Take each line of the material that includes "trunk" and copy it.

**Source material**
--*--

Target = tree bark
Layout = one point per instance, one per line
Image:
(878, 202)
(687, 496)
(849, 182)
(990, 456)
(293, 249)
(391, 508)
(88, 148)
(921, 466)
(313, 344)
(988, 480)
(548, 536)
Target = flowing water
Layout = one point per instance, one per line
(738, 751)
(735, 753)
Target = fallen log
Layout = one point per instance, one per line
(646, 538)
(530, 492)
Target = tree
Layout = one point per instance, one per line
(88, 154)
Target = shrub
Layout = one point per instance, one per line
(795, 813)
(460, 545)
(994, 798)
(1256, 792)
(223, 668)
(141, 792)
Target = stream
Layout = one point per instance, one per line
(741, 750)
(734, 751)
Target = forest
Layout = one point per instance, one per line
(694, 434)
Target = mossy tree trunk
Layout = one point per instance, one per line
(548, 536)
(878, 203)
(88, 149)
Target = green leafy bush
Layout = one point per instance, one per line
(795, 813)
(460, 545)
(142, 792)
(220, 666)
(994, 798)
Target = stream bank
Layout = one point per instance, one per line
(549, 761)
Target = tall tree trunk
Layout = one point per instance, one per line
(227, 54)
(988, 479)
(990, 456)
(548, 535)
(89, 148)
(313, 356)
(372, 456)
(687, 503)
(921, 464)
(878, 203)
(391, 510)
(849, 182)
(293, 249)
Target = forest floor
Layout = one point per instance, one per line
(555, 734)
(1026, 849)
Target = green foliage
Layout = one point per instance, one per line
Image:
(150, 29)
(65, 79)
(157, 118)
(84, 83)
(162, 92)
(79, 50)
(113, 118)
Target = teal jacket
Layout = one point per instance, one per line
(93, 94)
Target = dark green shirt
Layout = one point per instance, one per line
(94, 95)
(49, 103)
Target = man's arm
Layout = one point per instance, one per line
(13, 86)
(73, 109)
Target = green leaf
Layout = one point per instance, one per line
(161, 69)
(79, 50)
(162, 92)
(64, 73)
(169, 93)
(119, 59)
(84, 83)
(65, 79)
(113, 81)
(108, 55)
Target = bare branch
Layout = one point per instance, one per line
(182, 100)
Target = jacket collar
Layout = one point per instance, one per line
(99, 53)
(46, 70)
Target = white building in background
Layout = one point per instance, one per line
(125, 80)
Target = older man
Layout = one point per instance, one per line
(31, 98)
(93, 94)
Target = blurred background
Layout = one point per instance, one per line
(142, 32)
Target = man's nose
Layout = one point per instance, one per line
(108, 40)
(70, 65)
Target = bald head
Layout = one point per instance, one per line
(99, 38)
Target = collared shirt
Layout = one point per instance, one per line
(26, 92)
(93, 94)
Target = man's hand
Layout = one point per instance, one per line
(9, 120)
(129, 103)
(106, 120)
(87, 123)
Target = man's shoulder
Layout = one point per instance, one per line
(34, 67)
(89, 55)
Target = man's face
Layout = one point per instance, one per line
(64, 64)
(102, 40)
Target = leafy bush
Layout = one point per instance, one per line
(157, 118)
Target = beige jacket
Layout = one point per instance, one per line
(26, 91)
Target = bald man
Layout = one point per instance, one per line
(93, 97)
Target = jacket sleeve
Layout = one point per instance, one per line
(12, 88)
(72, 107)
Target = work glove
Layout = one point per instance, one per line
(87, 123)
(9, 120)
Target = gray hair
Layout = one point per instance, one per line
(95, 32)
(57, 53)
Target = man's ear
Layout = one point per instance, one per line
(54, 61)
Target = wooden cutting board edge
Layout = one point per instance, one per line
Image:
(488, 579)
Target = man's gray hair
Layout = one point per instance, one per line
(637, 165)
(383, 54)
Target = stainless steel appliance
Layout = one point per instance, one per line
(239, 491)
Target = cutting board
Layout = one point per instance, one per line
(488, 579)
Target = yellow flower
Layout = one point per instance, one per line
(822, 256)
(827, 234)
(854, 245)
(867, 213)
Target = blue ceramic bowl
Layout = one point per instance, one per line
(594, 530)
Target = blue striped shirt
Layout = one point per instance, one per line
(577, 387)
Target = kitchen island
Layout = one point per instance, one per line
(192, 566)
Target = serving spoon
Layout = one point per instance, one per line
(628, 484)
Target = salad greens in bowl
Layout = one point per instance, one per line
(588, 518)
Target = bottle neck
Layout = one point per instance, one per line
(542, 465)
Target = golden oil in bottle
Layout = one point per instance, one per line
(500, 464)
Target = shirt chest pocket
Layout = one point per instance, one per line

--*--

**Task solution**
Target = mossy tree trunk
Target = tall tree trunk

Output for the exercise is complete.